Data items:
***
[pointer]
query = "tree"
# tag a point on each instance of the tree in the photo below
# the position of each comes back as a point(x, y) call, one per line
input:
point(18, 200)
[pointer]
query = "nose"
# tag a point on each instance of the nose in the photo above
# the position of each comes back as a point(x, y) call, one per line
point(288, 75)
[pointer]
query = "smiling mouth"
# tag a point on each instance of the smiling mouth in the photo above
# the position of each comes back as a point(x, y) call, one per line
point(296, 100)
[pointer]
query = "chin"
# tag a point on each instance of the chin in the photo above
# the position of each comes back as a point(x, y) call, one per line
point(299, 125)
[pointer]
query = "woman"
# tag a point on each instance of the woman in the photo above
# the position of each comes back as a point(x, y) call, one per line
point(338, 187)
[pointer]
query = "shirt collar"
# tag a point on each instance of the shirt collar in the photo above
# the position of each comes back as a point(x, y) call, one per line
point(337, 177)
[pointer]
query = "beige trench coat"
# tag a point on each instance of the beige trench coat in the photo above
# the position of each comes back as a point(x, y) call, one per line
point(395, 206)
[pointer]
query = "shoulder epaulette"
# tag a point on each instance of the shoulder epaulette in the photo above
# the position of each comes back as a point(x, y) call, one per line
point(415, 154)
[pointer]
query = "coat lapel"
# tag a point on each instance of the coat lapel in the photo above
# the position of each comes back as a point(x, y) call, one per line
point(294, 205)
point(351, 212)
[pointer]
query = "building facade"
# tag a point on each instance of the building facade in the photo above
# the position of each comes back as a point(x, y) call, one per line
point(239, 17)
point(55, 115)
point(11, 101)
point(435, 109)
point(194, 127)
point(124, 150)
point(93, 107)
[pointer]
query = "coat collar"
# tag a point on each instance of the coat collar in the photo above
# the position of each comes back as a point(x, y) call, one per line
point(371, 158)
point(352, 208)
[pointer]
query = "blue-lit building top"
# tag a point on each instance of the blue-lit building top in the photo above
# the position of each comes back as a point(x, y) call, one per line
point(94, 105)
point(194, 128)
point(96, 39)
***
Exercise requirements:
Change "tag" to "mark" in the items, starting at the first line and ending at the line containing "point(296, 100)". Give those lines again with nothing else altered.

The reply:
[pointer]
query = "tree"
# mark a point on each instance of the tree in the photo below
# the position of each comes back as a point(x, y) call, one per line
input:
point(18, 200)
[pointer]
query = "nose"
# mark a point on each instance of the nose in the photo above
# the position of each comes back as a point(x, y) call, one per line
point(288, 75)
[pointer]
query = "smiling mouth"
# mark a point on each instance of the smiling mouth in the photo above
# the position of each comes back as a point(x, y) call, one per line
point(296, 100)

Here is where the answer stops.